- Listed records -

★ ★ ★

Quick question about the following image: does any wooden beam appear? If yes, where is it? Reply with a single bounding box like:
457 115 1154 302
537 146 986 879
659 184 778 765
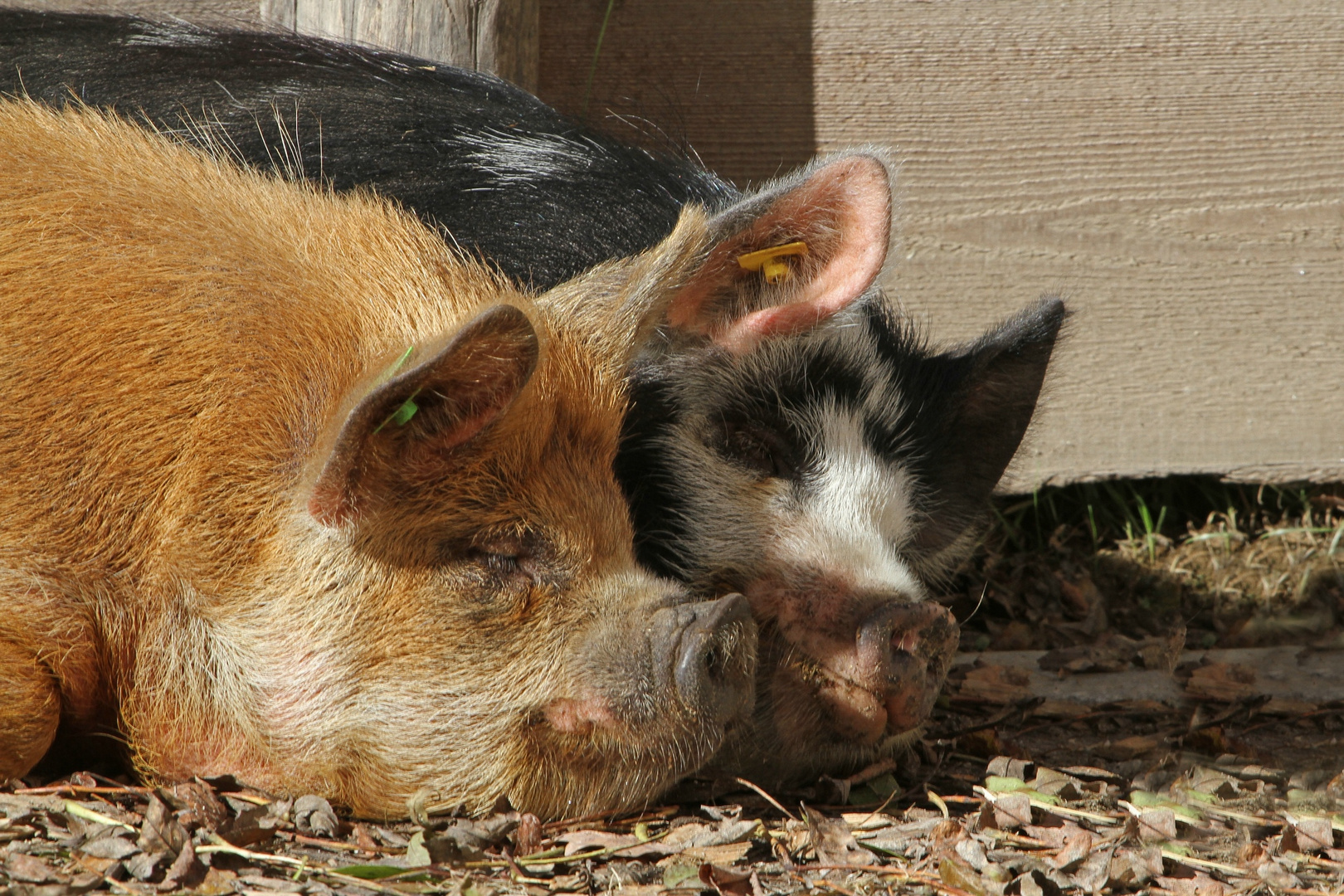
261 0 540 91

★ ★ ★

Copy the entries again, putting "metal pole" in place of "wooden beam" and changing nothing else. Leave the pictures out.

- Answer below -
Quick question about the following image: does any metal pole appear? If yes, where is it? Reply with a single bounding box like:
457 115 1154 302
537 146 986 879
659 184 778 765
261 0 540 91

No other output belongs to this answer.